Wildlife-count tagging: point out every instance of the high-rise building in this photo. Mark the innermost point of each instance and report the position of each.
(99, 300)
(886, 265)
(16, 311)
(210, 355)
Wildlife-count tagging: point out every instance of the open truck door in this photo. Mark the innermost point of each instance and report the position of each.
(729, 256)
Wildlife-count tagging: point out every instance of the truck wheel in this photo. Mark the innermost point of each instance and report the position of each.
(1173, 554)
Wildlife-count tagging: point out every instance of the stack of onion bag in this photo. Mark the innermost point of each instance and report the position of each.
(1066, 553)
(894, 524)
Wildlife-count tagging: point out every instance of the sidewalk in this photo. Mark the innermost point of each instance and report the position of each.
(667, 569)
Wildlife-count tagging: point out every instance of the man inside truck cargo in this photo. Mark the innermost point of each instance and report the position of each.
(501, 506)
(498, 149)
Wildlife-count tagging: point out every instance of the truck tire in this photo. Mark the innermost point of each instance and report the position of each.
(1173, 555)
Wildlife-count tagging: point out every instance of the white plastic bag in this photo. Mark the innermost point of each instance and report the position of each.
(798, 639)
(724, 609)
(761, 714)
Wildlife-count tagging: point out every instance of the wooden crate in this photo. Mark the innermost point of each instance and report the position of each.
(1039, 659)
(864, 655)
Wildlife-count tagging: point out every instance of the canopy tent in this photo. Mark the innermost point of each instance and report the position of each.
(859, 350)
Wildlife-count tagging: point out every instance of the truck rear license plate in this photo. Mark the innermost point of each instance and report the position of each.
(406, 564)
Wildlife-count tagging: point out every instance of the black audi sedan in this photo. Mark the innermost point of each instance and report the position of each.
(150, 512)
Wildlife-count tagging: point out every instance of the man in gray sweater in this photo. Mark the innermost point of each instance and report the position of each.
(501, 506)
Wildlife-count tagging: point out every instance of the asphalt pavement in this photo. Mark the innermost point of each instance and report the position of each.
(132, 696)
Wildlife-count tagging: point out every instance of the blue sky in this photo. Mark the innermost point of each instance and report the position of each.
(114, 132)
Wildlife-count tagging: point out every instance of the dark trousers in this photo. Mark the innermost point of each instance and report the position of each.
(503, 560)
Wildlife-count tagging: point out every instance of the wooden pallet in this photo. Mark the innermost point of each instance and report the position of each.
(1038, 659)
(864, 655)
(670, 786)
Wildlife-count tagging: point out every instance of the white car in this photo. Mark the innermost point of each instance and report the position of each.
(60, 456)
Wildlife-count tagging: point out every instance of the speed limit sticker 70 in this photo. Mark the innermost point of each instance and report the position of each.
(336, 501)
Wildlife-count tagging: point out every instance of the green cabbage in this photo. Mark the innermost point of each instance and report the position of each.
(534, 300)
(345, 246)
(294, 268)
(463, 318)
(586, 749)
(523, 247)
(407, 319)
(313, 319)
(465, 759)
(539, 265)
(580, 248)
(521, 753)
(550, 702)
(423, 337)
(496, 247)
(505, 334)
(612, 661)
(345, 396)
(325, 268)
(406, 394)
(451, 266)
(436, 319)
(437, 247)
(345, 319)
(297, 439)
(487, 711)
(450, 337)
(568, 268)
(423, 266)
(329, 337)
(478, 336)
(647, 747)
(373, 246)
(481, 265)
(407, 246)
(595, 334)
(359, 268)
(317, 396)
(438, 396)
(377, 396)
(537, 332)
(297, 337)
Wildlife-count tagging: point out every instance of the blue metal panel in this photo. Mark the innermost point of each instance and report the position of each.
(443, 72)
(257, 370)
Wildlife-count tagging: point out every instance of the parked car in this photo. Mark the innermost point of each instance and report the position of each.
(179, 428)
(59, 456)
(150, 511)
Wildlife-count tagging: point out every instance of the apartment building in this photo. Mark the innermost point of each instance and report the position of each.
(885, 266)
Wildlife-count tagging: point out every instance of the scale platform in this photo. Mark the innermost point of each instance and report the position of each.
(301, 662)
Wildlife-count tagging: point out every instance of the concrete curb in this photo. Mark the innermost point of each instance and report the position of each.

+--

▶ Exercise objective
Please give all the entries above again, exactly as they stand.

▶ Exercise solution
Wildlife-count tagging: point out every instance of the high-rise building in this photo. Mark the innermost point of each instance and report the position of each.
(99, 300)
(886, 265)
(16, 311)
(210, 355)
Wildlife-count tagging: point out every instance of the open truck door in this photo. Mark the innermost point of each instance and report the position of each.
(729, 256)
Wildlife-count tagging: point out every instance of the truck wheel in this photo. Mark the innermost point of each instance and report the position of each.
(1173, 554)
Wildlife-count tagging: point out every instance of the stack of onion bag in this photo. Mark the innermost point of each instance and report the position of each.
(1066, 553)
(894, 524)
Wildlife-count tagging: point out every instance of the sidewalk in this photo. Mark the innermost point of each instance and report the position of each.
(667, 569)
Wildlife-count tagging: point out every instance of the man inside truck cargo in this photo. Mark the innermost point of each instance and report the position of each.
(501, 506)
(498, 149)
Wildlife-count tagging: point out every instance of the truck tire in this photo. Mark the innermost point of each instance and report the position of each.
(1173, 555)
Wildlife-count tagging: point out every instance of the white plastic bag in this photo. Mark the innermost point of each instance and report the position of each.
(798, 639)
(724, 609)
(761, 714)
Wildlife-count tagging: point out every instance of the wooden crate in this photo. Mark the innermost point of each instance and report the position of each.
(1039, 659)
(864, 655)
Wildlife-count tagging: point out every instance of the canopy tent in this photo. Mark the innermost point of each instance and report the position of each.
(859, 350)
Wildlife-count tagging: point out every instance of the truck rear license plate in this photo. Mark the innermost point of each instance and report the position of each.
(406, 564)
Wildlife-count tagging: point out every instance of the black audi sedan in this photo. Mark the innermost point of each instance and report the position of each.
(150, 512)
Wildlife-count tagging: point out every instance of the man in gray sweater in this photo. Mark the innermost point of each instance and report the position of each.
(501, 506)
Wildlife-count tagging: point out every instance of the asphalt pavement in this photo. Mark the innermost point of each instance and report the position of each.
(132, 696)
Wildlife-count tagging: point out every instance of the blue sky in this photo. Mark the innermost point of each instance and report the position of each.
(114, 132)
Wildlife-count tagging: point out every instance of the dark trousers in this photo. Mark the innermost point of each instance and report the position of each.
(503, 560)
Wildlife-count tagging: point out every instance of the wooden pallet in this photo. Mark the innermost point of each instance and report the position of each.
(1038, 659)
(864, 655)
(670, 786)
Wildlife-count tagging: point out every instance of the white car in this photo. Mark the innermost point of each instance and report the position of each.
(60, 456)
Wildlife-count tagging: point out every instance of the speed limit sticker 70 in this photo. Mark the innermost point of each instance and report the position of each.
(336, 501)
Wildlife-count tagging: point out every instance of the green cabbage in this photo. Mark the innermost point of each instance and report the position of each.
(534, 300)
(345, 246)
(294, 268)
(463, 318)
(586, 749)
(523, 247)
(407, 319)
(313, 319)
(465, 759)
(539, 265)
(580, 248)
(521, 753)
(550, 702)
(423, 337)
(496, 247)
(505, 334)
(612, 661)
(345, 396)
(325, 268)
(406, 394)
(451, 266)
(436, 319)
(437, 247)
(345, 319)
(297, 439)
(487, 711)
(450, 337)
(568, 268)
(423, 266)
(329, 337)
(478, 336)
(647, 747)
(373, 246)
(481, 265)
(407, 246)
(595, 334)
(359, 268)
(317, 396)
(438, 396)
(377, 396)
(537, 332)
(297, 337)
Wildlife-count tagging: point out every instance of the blue metal panel in this photo. Mark the innermost point of each instance and report the position of each.
(443, 72)
(257, 370)
Wildlife-count tagging: point out every instance of the parked car in this photo. Mark the innermost point of each instance and report the position of each.
(179, 428)
(59, 456)
(150, 511)
Wildlife-count tagging: point out every instance of the apartment building in this photo. Mark the innermost point of each instance and report the position of each.
(885, 266)
Wildlife-count tagging: point out every instance of the scale platform in this photo. Mark the innermost point of each instance and report the position of each.
(301, 662)
Wildlife-count tagging: point out every instance of the concrete curb in this photo. Mark the innermost point of each instance and report the position of each.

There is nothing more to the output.